▶ _取り組む内容_:
**a)** 本文の内容を2文で要約してください。
**b)** 本文にある「しかし、この設計は高解像度の画像やビデオなどの密集した視覚シナリオにおいて過剰な数のトークンを生成し、大きな非効率性を引き起こします。」という文を英語に翻訳してください。

▶ _本文抜粋_:

マトリョーシカマルチモーダルモデル

要旨

LLaVAなどの大規模マルチモーダルモデル（LMM）は、視覚と言語の推論において優れた性能を示しています。これらのモデルは、まず画像を固定数のビジュアルトークンに埋め込み、その後それらを大規模言語モデル（LLM）に入力します。しかし、この設計は高解像度の画像やビデオなどの密集した視覚シナリオにおいて過剰な数のトークンを生成し、大きな非効率性を引き起こします。トークンのプルーニングやマージ手法は存在するものの、それらは各画像に対して単一の長さの出力を生成し、情報密度と効率性のトレードオフにおける柔軟性を提供しません。マトリョーシカ人形の概念に着想を得て、我々はM3: Matryoshka Multimodal Modelsを提案します。これは、視覚コンテンツを複数の粗から細かい粒度にわたって情報を捉えるネストされたビジュアルトークンのセットとして表現することを学習します。我々のアプローチはLMMに対して以下のような独自の利点を提供します：（1）推論時に各テストインスタンスごとに視覚粒度を明示的に制御できる。例えば、コンテンツの予想される複雑さや単純さに基づいて画像を表現するために使用するトークン数を調整できる。（2）M3は、既存のデータセットに必要な粒度を分析するためのフレームワークを提供し、COCOスタイルのベンチマークでは約9個のビジュアルトークンで576個のトークンを使用した場合と同様の精度が得られることを発見した。（3）我々のアプローチは、サンプルレベルでの性能とビジュアルトークン長の最適なトレードオフを探るための基盤を提供し、調査の結果、オラクルの上限と現在の固定スケール表現との間に大きなギャップが存在することが明らかになった。

▶ _データ抜粋_:
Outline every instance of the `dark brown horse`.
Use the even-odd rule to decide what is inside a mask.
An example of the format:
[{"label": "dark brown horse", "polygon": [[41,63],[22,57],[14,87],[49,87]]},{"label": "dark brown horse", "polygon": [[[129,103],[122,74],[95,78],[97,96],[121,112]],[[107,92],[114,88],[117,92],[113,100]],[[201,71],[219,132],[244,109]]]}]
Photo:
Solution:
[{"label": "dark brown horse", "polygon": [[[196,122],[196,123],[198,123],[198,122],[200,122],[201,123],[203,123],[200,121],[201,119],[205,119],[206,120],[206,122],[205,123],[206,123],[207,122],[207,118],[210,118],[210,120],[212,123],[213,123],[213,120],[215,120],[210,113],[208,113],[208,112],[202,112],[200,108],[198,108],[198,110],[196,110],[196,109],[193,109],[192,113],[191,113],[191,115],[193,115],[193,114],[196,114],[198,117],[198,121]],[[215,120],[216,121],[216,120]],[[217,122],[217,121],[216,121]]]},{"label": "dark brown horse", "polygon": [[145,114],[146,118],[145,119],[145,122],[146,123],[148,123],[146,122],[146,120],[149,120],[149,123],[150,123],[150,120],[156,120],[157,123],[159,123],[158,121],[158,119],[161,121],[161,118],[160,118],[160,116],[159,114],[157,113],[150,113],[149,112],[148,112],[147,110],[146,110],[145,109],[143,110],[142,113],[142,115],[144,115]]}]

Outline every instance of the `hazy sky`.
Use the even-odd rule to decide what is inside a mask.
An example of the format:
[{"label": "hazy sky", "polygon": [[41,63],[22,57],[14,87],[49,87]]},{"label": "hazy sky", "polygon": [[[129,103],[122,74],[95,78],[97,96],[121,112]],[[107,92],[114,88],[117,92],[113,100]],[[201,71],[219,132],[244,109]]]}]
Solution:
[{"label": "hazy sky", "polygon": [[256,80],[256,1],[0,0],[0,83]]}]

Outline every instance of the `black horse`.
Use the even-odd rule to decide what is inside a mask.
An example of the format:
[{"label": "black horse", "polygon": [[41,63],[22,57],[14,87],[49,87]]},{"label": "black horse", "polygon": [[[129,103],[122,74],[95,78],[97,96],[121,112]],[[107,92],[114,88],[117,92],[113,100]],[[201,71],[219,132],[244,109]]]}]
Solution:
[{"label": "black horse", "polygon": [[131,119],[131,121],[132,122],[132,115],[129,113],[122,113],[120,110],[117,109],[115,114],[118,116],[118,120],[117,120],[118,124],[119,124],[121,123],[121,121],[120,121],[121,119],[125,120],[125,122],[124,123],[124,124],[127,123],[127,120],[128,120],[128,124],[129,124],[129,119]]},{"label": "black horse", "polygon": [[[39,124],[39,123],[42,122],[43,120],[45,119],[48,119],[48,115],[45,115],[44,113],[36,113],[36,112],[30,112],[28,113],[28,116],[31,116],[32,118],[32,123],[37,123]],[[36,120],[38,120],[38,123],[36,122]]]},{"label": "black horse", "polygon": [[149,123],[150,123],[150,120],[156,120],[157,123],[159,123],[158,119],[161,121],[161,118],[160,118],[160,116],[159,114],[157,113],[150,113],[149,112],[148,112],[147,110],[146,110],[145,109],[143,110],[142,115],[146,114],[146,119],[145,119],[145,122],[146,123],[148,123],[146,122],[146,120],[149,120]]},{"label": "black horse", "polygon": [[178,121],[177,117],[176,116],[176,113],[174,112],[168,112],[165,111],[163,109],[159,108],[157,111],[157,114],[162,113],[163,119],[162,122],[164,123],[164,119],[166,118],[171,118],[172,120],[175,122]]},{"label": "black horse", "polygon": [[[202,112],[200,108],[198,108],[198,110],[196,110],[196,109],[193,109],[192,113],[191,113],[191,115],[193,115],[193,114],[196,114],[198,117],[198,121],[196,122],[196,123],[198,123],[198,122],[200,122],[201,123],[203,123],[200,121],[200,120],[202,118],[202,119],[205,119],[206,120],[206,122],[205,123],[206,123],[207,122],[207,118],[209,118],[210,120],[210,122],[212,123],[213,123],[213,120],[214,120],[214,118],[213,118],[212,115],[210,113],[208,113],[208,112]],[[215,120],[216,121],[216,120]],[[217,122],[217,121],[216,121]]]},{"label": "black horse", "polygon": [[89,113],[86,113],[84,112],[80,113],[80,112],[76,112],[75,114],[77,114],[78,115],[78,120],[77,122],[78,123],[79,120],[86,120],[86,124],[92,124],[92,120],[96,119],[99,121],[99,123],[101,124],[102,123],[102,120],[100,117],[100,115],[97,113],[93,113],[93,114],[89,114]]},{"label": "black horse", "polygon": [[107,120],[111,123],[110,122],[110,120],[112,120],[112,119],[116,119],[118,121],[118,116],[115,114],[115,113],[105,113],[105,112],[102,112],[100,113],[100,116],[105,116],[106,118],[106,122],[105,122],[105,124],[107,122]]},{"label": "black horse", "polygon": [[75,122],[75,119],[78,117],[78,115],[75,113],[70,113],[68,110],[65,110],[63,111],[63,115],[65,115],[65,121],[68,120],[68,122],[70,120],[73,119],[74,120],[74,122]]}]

▶ _課題の解答_:
**a)** LLaVAなどの大規模マルチモーダルモデルは画像を固定数のビジュアルトークンに埋め込んでLLMに入力するため、高解像度の画像やビデオでは過剰な数のトークンが生じて非効率になり、既存のプルーニングやマージ手法も各画像に単一の長さの出力しか生成しない。これに対してM3は、視覚コンテンツを粗から細かい粒度にわたるネストされたビジュアルトークンのセットとして表現し、推論時の視覚粒度の明示的な制御、データセットに必要な粒度の分析（COCOスタイルのベンチマークでは約9個のトークンで576個と同様の精度）、性能とトークン長の最適なトレードオフを探る基盤という利点を提供する。

**b)** However, this design produces an excessive number of tokens in dense visual scenarios such as high-resolution images and videos, causing significant inefficiency.